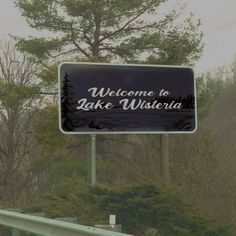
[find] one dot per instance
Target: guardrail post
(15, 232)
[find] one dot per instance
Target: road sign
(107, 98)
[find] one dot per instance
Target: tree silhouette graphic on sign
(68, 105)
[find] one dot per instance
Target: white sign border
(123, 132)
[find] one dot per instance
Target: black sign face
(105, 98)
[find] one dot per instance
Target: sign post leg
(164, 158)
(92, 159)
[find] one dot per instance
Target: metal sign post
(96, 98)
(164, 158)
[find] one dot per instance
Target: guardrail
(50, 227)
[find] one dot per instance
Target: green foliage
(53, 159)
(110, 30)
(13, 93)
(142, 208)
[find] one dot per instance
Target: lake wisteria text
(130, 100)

Assigned task
Starting at the line that contains "Target: white sign border", return every line through the last one above, exactly as written.

Answer box
Target: white sign border
(123, 132)
[find] one dot per instance
Target: black sign face
(105, 98)
[find] one dot per instance
Target: sign post leg
(164, 158)
(92, 159)
[find] one dot per instance
Target: metal sign post
(96, 98)
(164, 158)
[find] one dot per instance
Target: guardrail
(50, 227)
[find] one dot per instance
Target: green foliage
(53, 159)
(110, 30)
(13, 93)
(142, 208)
[find] one dot per instance
Target: lake wisteria text
(130, 100)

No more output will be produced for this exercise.